— start Dataset records —

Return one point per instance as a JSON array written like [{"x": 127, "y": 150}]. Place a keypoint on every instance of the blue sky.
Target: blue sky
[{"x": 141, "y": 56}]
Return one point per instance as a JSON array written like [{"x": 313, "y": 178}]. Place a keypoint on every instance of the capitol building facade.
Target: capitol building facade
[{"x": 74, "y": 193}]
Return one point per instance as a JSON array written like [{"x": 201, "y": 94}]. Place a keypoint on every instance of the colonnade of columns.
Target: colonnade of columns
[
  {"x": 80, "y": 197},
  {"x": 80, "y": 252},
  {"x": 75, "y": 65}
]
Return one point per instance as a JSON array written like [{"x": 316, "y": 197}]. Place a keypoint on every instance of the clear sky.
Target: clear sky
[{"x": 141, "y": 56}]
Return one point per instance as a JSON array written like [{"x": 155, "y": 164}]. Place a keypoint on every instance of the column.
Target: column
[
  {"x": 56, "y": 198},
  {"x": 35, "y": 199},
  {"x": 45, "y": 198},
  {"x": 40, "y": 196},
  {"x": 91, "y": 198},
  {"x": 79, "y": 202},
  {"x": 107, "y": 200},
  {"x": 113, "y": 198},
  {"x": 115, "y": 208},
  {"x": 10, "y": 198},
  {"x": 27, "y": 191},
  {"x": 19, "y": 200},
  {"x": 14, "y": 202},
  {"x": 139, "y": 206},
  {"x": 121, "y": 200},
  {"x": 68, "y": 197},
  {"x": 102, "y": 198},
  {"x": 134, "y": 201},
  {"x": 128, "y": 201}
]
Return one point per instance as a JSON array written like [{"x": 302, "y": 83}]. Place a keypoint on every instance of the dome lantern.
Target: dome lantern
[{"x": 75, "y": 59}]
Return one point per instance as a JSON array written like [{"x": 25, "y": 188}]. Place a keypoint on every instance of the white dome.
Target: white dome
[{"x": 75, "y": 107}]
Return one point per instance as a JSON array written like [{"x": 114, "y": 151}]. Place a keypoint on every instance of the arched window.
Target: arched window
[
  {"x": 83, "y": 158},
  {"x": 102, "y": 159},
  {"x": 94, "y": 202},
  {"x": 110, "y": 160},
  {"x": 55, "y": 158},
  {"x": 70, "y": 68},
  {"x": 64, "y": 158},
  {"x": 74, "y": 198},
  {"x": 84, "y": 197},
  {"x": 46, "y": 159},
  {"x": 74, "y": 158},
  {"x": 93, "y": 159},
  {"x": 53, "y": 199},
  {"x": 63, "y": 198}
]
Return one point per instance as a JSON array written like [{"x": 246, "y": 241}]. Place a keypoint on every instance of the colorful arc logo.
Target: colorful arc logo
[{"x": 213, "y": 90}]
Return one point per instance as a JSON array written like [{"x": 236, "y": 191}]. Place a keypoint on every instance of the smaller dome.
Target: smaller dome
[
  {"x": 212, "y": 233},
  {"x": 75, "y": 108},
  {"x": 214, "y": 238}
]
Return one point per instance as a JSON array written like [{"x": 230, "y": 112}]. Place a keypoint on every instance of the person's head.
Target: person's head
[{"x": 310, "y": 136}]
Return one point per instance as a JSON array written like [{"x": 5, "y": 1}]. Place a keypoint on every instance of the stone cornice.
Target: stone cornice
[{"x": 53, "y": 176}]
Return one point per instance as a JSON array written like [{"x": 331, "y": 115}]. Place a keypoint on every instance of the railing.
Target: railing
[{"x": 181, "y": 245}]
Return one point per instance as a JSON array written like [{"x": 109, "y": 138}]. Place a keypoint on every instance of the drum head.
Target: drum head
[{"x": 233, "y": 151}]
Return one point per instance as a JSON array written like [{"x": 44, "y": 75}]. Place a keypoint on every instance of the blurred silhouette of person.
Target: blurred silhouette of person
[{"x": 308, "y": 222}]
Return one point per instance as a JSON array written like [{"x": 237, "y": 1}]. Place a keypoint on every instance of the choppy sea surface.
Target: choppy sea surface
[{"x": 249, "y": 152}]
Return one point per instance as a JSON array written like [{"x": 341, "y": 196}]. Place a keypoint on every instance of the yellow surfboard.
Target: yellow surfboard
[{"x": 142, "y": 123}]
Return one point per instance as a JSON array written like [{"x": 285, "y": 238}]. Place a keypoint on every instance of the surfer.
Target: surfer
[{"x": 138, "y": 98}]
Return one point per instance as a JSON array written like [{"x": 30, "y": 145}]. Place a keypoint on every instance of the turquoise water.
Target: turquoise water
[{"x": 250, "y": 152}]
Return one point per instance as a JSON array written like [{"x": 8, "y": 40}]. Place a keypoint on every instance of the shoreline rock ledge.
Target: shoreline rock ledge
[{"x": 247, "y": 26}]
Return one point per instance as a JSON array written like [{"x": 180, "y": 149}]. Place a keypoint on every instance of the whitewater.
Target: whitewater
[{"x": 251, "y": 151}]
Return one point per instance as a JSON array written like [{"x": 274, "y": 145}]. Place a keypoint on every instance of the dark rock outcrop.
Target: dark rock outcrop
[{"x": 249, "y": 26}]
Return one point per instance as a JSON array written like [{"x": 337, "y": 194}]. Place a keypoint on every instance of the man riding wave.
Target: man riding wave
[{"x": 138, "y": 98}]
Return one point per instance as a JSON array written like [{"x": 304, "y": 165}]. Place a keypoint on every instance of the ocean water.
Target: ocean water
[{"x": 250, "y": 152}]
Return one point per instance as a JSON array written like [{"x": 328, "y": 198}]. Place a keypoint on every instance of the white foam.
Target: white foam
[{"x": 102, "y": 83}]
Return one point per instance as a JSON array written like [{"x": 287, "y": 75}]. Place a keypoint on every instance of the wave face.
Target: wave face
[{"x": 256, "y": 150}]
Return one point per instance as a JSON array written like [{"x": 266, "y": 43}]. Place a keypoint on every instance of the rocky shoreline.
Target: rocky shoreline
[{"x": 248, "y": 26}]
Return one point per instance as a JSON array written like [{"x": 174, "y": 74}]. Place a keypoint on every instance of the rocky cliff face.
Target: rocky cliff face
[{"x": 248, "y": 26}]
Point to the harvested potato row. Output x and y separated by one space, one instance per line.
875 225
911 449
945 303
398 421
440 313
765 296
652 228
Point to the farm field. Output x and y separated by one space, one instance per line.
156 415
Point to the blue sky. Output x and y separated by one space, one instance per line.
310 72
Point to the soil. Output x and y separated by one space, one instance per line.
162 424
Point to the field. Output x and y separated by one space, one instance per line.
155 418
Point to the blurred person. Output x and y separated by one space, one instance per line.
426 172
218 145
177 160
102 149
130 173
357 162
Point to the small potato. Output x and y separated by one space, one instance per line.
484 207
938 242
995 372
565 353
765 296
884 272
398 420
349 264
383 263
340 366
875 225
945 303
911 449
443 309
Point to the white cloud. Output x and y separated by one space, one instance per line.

— end Dataset records —

Exercise brief: Take the line that contains "Point to the blue" and each line after it down to the last of the records, and retype them exactly; add nothing else.

Completed task:
Point to the blue sky. Output x and y separated by one space, one instance per line.
310 72
Point to the soil. Output x and y separated by one space, one instance per line.
162 424
Point to the field. Output x and y separated by one space, one instance per line.
155 418
Point to the blurred person. Output x and y separated by one space, one instance per line.
426 172
218 145
177 160
102 149
130 173
357 162
Point to the small potato. Output x and y separated by one space, one instance per line.
484 207
938 242
995 372
565 353
765 296
884 272
398 420
349 264
383 263
340 366
875 225
945 303
911 449
443 309
Point to the white cloud. Output x and y separated by one space, one instance per line.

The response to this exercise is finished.